# DO THIS:
Transcribe every one of these records word for word, with no changes.

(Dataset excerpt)
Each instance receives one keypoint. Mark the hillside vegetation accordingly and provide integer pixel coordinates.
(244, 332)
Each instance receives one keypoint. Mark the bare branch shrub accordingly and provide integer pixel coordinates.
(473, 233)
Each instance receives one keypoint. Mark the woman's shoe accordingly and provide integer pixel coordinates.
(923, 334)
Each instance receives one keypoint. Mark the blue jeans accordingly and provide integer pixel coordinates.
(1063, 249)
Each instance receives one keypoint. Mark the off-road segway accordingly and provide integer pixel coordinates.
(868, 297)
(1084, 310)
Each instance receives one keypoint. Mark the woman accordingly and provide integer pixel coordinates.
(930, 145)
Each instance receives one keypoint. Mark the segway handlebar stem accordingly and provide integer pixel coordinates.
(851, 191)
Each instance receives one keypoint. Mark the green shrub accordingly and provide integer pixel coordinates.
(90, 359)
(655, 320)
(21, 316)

# RESULT OF THE TASK:
Each instance receives one keypoint. Mark the hillside vegetation accordingly and provide integer pixel coordinates.
(244, 332)
Each instance receives one keypoint. Mark the bare branch shrub accordingly and provide integer pixel coordinates.
(473, 233)
Each instance receives one keypoint. Mark the woman's shoe accordingly and provide integer pixel coordinates.
(923, 334)
Each instance receives one keypoint. Mark the blue jeans accordingly and provide integer pixel coordinates.
(1063, 249)
Each instance receives one keypoint. Mark the off-road segway accordingly and provide integer pixel coordinates.
(868, 297)
(1084, 310)
Each instance receives one keypoint. Mark the woman accordingly and provide integer pixel coordinates.
(930, 145)
Each instance receives one keypoint. Mark the segway handlebar stem accordingly and provide integer pixel coordinates.
(851, 191)
Each instance receives one keypoint. Mark the green shrub accordingly and provide integer pixel coordinates.
(90, 359)
(655, 320)
(21, 316)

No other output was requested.